[Stored records]
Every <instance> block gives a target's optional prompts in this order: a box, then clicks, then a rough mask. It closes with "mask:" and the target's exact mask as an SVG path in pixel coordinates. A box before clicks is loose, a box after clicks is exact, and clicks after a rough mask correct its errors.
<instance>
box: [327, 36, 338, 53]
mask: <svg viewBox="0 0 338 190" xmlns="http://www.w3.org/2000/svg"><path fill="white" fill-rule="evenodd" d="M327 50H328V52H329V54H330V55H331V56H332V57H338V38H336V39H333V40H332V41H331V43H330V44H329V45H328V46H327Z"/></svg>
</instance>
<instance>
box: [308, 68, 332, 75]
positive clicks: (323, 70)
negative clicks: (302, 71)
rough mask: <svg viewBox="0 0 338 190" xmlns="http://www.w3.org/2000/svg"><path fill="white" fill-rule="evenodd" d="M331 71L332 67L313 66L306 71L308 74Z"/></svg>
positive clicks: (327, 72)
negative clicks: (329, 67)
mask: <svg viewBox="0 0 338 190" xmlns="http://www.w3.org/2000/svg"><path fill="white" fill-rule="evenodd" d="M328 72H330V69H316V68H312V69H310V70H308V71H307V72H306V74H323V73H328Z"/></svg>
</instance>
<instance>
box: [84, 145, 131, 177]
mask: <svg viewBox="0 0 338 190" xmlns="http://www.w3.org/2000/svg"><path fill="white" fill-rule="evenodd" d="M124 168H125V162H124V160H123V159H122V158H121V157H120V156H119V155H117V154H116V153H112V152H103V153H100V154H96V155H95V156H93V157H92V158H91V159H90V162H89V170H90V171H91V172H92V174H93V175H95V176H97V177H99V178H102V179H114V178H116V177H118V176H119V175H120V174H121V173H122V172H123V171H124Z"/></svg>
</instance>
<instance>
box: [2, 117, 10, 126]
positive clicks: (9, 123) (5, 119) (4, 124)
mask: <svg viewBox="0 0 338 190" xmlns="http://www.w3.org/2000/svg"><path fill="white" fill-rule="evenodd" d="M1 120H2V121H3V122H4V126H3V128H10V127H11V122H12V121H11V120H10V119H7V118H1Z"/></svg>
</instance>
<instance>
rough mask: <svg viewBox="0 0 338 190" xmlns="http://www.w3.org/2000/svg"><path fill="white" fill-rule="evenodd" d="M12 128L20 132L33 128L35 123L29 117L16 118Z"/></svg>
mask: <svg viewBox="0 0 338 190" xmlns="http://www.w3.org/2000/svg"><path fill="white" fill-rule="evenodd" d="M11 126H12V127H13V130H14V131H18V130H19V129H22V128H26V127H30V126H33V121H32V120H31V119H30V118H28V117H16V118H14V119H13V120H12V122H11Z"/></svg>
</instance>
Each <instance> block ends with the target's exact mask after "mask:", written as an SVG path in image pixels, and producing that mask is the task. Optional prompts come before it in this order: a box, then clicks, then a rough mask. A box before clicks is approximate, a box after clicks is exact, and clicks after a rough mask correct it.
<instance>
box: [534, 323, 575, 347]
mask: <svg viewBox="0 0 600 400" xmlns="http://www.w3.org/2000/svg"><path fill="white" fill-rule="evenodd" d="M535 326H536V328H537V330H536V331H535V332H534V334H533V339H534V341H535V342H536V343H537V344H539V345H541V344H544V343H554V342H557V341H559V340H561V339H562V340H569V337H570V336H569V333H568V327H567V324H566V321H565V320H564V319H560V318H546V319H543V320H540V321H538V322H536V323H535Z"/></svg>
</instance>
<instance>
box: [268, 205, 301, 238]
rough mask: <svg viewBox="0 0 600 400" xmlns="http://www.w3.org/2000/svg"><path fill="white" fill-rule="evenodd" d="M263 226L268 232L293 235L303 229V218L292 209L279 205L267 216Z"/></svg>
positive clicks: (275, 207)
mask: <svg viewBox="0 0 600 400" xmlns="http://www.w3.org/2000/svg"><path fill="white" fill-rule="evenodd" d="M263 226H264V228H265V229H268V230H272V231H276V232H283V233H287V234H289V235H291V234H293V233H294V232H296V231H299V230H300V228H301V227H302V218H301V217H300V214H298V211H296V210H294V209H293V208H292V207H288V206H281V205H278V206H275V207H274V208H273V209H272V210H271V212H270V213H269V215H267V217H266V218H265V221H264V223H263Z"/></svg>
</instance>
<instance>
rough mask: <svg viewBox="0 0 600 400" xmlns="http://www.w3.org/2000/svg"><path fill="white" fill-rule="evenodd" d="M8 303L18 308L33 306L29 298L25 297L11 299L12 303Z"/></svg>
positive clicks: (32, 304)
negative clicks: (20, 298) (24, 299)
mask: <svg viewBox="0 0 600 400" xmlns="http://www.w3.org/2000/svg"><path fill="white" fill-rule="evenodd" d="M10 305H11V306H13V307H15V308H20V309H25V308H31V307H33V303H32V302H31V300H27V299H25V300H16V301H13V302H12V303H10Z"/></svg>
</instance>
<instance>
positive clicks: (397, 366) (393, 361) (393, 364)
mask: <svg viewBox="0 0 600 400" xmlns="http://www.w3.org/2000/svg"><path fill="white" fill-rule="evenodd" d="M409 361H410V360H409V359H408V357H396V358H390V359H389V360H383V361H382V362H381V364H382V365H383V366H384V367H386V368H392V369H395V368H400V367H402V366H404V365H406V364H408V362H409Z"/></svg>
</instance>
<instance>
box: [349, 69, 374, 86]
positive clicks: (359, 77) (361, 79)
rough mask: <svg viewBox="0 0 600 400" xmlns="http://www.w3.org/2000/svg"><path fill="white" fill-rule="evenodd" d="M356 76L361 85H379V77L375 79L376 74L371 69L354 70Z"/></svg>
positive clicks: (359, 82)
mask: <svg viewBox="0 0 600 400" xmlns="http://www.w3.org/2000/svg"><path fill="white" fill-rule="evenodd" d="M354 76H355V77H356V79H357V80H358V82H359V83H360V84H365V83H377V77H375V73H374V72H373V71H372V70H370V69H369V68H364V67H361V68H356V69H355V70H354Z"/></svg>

GOAL OF THE EXERCISE: Reproduce every item above verbatim, from the first line to the last.

ANSWER SPACE:
Every <instance> block gives a target's optional prompts in this order: a box, then clicks, then a rough mask. It closes with "mask:" and the target's exact mask as an SVG path in pixel coordinates. A box before clicks is loose, a box after clicks is exact, and clicks after a rough mask correct its errors.
<instance>
box: [327, 36, 338, 53]
mask: <svg viewBox="0 0 338 190" xmlns="http://www.w3.org/2000/svg"><path fill="white" fill-rule="evenodd" d="M327 50H328V52H329V54H330V55H331V56H332V57H338V38H336V39H333V40H332V41H331V43H330V44H329V45H328V46H327Z"/></svg>
</instance>
<instance>
box: [308, 68, 332, 75]
positive clicks: (323, 70)
negative clicks: (302, 71)
rough mask: <svg viewBox="0 0 338 190" xmlns="http://www.w3.org/2000/svg"><path fill="white" fill-rule="evenodd" d="M331 71L332 67L313 66L306 71L308 74Z"/></svg>
positive clicks: (327, 72)
negative clicks: (329, 67)
mask: <svg viewBox="0 0 338 190" xmlns="http://www.w3.org/2000/svg"><path fill="white" fill-rule="evenodd" d="M328 72H330V69H316V68H312V69H310V70H308V71H307V72H306V74H323V73H328Z"/></svg>
</instance>
<instance>
box: [84, 145, 131, 177]
mask: <svg viewBox="0 0 338 190" xmlns="http://www.w3.org/2000/svg"><path fill="white" fill-rule="evenodd" d="M124 168H125V162H124V160H123V159H122V158H121V157H120V156H119V155H117V154H116V153H112V152H103V153H100V154H96V155H95V156H93V157H92V158H91V159H90V162H89V170H90V171H91V172H92V174H93V175H95V176H97V177H99V178H102V179H114V178H116V177H118V176H119V175H120V174H121V173H122V172H123V171H124Z"/></svg>
</instance>
<instance>
box: [2, 117, 10, 126]
positive clicks: (9, 123) (5, 119) (4, 124)
mask: <svg viewBox="0 0 338 190" xmlns="http://www.w3.org/2000/svg"><path fill="white" fill-rule="evenodd" d="M1 120H2V121H3V122H4V126H3V128H10V127H11V122H12V121H11V120H10V119H7V118H1Z"/></svg>
</instance>
<instance>
rough mask: <svg viewBox="0 0 338 190" xmlns="http://www.w3.org/2000/svg"><path fill="white" fill-rule="evenodd" d="M12 128L20 132L33 128L35 123L29 117L16 118Z"/></svg>
mask: <svg viewBox="0 0 338 190" xmlns="http://www.w3.org/2000/svg"><path fill="white" fill-rule="evenodd" d="M11 126H12V127H13V130H14V131H18V130H19V129H22V128H26V127H30V126H33V121H32V120H31V119H30V118H28V117H16V118H14V119H13V120H12V122H11Z"/></svg>
</instance>
Each <instance> block ends with the target's exact mask after "mask:", written as an SVG path in image pixels, and producing that mask is the task. Optional prompts come before it in this order: a box, then clicks, then a rough mask. A box before clicks is approximate, a box after clicks is exact, and clicks after a rough mask correct it.
<instance>
box: [534, 323, 575, 347]
mask: <svg viewBox="0 0 600 400" xmlns="http://www.w3.org/2000/svg"><path fill="white" fill-rule="evenodd" d="M535 326H536V328H537V330H536V331H535V332H534V334H533V339H534V341H535V342H536V343H537V344H539V345H541V344H544V343H554V342H557V341H559V340H561V339H562V340H569V337H570V336H569V333H568V327H567V324H566V321H565V320H564V319H560V318H546V319H543V320H540V321H538V322H536V323H535Z"/></svg>
</instance>
<instance>
box: [268, 205, 301, 238]
rough mask: <svg viewBox="0 0 600 400" xmlns="http://www.w3.org/2000/svg"><path fill="white" fill-rule="evenodd" d="M263 226L268 232L293 235L303 229V218L292 209L279 205L267 216Z"/></svg>
positive clicks: (275, 207)
mask: <svg viewBox="0 0 600 400" xmlns="http://www.w3.org/2000/svg"><path fill="white" fill-rule="evenodd" d="M263 226H264V228H265V229H268V230H272V231H276V232H283V233H287V234H289V235H291V234H293V233H294V232H296V231H299V230H300V228H301V227H302V218H301V217H300V214H298V211H296V210H294V209H293V208H292V207H288V206H281V205H278V206H275V207H274V208H273V209H272V210H271V212H270V213H269V215H267V217H266V218H265V221H264V223H263Z"/></svg>
</instance>
<instance>
rough mask: <svg viewBox="0 0 600 400" xmlns="http://www.w3.org/2000/svg"><path fill="white" fill-rule="evenodd" d="M8 303L18 308L33 306L29 298L25 297L11 299L12 303Z"/></svg>
positive clicks: (32, 304)
negative clicks: (20, 298) (24, 299)
mask: <svg viewBox="0 0 600 400" xmlns="http://www.w3.org/2000/svg"><path fill="white" fill-rule="evenodd" d="M10 305H11V306H13V307H15V308H20V309H25V308H31V307H33V303H32V302H31V300H27V299H25V300H16V301H13V302H12V303H10Z"/></svg>
</instance>
<instance>
positive clicks: (397, 366) (393, 361) (393, 364)
mask: <svg viewBox="0 0 600 400" xmlns="http://www.w3.org/2000/svg"><path fill="white" fill-rule="evenodd" d="M409 361H410V360H409V359H408V357H396V358H390V359H389V360H383V361H382V362H381V364H382V365H383V366H384V367H386V368H392V369H395V368H400V367H402V366H404V365H406V364H408V362H409Z"/></svg>
</instance>
<instance>
box: [349, 69, 374, 86]
positive clicks: (359, 77) (361, 79)
rough mask: <svg viewBox="0 0 600 400" xmlns="http://www.w3.org/2000/svg"><path fill="white" fill-rule="evenodd" d="M356 76L361 85H379V77L375 79L376 74L371 69L354 70Z"/></svg>
positive clicks: (359, 82)
mask: <svg viewBox="0 0 600 400" xmlns="http://www.w3.org/2000/svg"><path fill="white" fill-rule="evenodd" d="M354 76H355V77H356V79H357V80H358V82H359V83H360V84H365V83H377V77H375V73H374V72H373V71H372V70H370V69H369V68H364V67H361V68H356V69H355V70H354Z"/></svg>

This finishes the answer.